-- FRAGMENTO DE TEXTO --
⁂
El racismo, en ese sentido, se constituye en el
meta-relato-moderno-occidental que biologiza las diferencias culturales y
legitima, desde entonces, una selectividad racializada que está en la
base y la estructura de toda clasificación social y toda la división
internacional del trabajo.
Aquí también radica la
hipocresía del primer mundo; ya que el ébola, el sars, la gripe aviar,
etc., no constituían “pandemia” porque no afectaban al primer mundo.
Ahora que el virus llega a Europa y USA es que recién se declara
pandemia, porque el contagio sucede dentro de las “fronteras del ser”,
es decir, ahora es pandemia global cuando afecta a los ricos del mundo, a
su espacio vital.
Los países periféricos, como los de
Sudamérica, como es costumbre de las elites coloniales, sólo saben
repetir lo que harían los países centrales, sin saber estos lo que
hacen. La domesticación del que llamaba Malcolm X el “house slave” o
esclavo doméstico, es muy pertinente para describir a nuestras elites
–desde las políticas hasta las intelectuales– en coyunturas como la
actual, cuando no sólo faltos de imaginación y creatividad sino hasta de
sentido común, optan por lo único que saben hacer: la réplica
instintiva de todo lo que hace el centro, aunque sea lo peor (porque
supuestamente ellos y sólo ellos son los “expertos”).
⁂
-- DATOS REGISTRADOS --
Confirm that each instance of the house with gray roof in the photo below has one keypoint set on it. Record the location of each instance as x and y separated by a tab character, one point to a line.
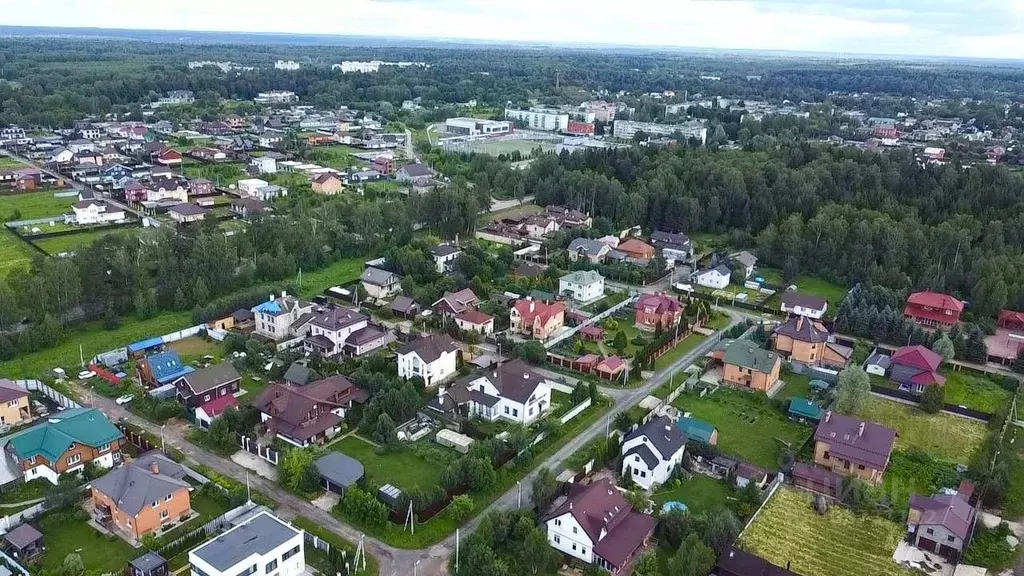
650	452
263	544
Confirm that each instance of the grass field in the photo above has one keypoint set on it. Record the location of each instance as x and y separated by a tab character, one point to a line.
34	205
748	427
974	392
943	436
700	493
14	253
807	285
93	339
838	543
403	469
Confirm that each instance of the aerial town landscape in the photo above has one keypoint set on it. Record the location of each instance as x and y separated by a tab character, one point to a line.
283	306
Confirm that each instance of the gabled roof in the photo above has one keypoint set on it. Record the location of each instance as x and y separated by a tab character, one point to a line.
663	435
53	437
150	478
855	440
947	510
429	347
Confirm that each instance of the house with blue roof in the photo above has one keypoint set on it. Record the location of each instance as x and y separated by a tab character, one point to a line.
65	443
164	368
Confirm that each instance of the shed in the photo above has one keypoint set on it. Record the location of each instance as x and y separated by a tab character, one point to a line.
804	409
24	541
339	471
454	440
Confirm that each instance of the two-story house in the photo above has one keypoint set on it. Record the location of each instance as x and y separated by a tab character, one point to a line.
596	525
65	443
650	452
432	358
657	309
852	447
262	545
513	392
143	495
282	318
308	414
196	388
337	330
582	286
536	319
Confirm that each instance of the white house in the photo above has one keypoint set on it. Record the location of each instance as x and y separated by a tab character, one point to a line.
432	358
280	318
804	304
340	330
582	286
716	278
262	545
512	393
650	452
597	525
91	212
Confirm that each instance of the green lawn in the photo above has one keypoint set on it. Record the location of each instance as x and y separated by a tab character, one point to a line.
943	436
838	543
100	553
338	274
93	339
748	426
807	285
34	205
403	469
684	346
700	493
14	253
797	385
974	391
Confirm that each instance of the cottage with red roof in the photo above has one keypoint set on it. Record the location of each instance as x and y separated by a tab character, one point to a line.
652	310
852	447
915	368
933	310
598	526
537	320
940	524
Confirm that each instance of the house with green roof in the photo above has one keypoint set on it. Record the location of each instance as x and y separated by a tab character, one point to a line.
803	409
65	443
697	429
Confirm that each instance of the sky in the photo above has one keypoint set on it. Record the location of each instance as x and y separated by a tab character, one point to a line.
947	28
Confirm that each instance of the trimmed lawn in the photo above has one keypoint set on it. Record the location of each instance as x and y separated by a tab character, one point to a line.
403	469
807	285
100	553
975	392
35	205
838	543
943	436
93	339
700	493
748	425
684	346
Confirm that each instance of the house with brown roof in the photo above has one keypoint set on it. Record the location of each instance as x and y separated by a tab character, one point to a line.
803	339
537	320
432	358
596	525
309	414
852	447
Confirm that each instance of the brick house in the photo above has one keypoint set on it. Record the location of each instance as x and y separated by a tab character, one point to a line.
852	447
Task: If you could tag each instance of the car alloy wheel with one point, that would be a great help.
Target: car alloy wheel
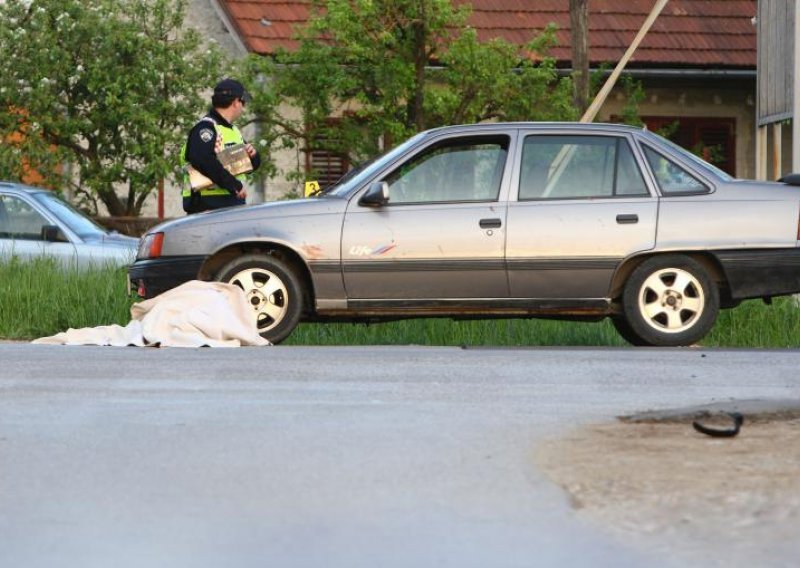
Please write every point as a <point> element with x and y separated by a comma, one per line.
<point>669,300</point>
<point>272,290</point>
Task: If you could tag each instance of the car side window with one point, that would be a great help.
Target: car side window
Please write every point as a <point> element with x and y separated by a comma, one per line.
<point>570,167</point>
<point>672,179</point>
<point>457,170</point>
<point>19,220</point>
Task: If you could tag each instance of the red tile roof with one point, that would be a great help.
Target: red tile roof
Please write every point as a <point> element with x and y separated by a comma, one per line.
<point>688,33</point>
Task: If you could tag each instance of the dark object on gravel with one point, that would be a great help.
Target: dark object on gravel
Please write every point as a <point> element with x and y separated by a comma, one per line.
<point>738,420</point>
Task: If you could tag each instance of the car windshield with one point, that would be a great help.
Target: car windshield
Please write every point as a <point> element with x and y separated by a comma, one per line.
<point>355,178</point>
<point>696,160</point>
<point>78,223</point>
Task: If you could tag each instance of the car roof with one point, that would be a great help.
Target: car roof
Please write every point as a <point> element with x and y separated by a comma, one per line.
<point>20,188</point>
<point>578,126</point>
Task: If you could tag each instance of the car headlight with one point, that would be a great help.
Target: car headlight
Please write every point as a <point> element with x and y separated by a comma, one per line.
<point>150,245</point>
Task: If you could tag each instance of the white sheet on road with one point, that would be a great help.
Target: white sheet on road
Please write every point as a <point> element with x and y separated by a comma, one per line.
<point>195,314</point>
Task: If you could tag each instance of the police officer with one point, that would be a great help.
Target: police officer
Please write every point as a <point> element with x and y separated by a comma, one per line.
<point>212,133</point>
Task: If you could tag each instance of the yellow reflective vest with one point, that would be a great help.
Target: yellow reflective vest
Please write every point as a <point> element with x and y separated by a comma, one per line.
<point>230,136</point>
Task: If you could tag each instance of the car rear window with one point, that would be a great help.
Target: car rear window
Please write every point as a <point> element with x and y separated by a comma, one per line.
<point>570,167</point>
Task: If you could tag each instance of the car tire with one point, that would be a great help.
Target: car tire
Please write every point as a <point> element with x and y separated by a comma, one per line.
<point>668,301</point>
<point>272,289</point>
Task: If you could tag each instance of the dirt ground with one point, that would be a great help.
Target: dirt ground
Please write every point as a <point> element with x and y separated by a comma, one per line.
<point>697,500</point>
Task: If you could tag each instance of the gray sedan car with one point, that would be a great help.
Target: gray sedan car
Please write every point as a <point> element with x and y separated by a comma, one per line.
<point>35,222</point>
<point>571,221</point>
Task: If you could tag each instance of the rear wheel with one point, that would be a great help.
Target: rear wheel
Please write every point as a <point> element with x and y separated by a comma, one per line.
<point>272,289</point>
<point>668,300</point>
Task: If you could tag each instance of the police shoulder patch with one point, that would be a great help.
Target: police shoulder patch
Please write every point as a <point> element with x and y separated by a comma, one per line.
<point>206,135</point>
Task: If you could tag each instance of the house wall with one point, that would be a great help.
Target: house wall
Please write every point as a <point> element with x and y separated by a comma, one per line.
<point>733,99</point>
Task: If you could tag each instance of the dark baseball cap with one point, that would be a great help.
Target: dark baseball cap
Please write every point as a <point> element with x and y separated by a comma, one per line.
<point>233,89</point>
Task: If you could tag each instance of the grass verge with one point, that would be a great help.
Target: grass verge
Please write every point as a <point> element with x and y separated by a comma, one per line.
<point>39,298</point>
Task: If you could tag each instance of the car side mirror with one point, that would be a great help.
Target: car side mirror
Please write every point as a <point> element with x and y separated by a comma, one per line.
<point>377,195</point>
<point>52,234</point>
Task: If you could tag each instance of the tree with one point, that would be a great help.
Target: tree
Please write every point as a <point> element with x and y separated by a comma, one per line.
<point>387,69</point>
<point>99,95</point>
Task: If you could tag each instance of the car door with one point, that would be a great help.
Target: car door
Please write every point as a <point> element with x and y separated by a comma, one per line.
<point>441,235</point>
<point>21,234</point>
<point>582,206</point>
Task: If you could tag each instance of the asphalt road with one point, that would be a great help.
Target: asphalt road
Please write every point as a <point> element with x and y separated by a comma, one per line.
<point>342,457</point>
⁂
-- QUÉ HACER --
Indica a quién atribuye el fragmento de texto sobre el racismo y la pandemia la expresión "house slave". El listado es material independiente del fragmento de texto.

-- RESPUESTA --
A Malcolm X.